For this task, output every entry below exactly and omit the pictures.

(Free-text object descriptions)
____________

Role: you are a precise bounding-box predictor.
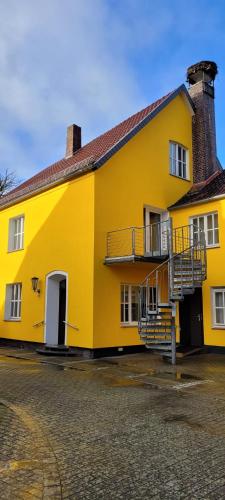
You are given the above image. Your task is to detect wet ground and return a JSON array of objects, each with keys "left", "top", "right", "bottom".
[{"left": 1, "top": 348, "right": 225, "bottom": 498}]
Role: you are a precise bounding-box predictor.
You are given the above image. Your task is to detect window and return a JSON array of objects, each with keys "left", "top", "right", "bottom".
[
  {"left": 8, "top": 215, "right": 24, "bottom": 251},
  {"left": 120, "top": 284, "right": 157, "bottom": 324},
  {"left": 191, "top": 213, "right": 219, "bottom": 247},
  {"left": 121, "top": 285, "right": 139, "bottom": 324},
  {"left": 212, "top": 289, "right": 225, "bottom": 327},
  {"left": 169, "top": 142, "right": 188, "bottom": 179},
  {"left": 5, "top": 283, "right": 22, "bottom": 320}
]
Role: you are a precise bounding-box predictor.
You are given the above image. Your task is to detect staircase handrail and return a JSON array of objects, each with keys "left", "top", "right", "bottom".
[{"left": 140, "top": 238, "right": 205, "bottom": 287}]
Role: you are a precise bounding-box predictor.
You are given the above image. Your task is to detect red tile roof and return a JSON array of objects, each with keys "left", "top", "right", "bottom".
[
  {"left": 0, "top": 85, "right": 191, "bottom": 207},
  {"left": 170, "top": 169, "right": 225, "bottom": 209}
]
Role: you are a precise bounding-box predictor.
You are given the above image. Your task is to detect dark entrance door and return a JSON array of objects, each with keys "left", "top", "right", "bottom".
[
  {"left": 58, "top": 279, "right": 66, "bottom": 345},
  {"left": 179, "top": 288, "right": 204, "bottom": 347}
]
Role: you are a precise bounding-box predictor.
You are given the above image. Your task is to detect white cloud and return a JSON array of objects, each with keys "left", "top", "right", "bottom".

____________

### Solution below
Role: you are a precise bounding-box predictor.
You are given the above image. Your task is to detect wet ground and return a JSON array of objects, each with keys "left", "top", "right", "bottom".
[{"left": 1, "top": 348, "right": 225, "bottom": 498}]
Role: you are a precise bounding-box predictor.
You are given the above image. Your task is to detect window and return a JSON array of objects, each with keys "left", "top", "right", "bottom".
[
  {"left": 8, "top": 215, "right": 24, "bottom": 251},
  {"left": 120, "top": 284, "right": 157, "bottom": 324},
  {"left": 191, "top": 213, "right": 219, "bottom": 247},
  {"left": 121, "top": 285, "right": 139, "bottom": 324},
  {"left": 212, "top": 289, "right": 225, "bottom": 327},
  {"left": 169, "top": 142, "right": 188, "bottom": 179},
  {"left": 5, "top": 283, "right": 22, "bottom": 320}
]
Role: you are a precise bounding-box predictor.
You are given the above image. Your task is to detect staircase handrail and return a JSON array of objects, each with keys "left", "top", "right", "bottom".
[{"left": 140, "top": 238, "right": 205, "bottom": 287}]
Role: you are a precise bounding-box predictor.
You are given the above image. Your task is to detect red tile roof and return a JSON array of objects, each with keys "left", "top", "right", "bottom".
[
  {"left": 0, "top": 85, "right": 191, "bottom": 207},
  {"left": 170, "top": 169, "right": 225, "bottom": 209}
]
Role: you are a precise bounding-box predictor.
You are given the above image. Your task is to detect dark entrance door and return a JSON array of objects, each with keys "left", "top", "right", "bottom".
[
  {"left": 58, "top": 279, "right": 66, "bottom": 345},
  {"left": 179, "top": 288, "right": 204, "bottom": 347}
]
Role: you are a precise bounding-box predictor.
You are given the above image. Your task is to detect white cloud and return a JSON array of objects, each with keys "left", "top", "right", "bottom".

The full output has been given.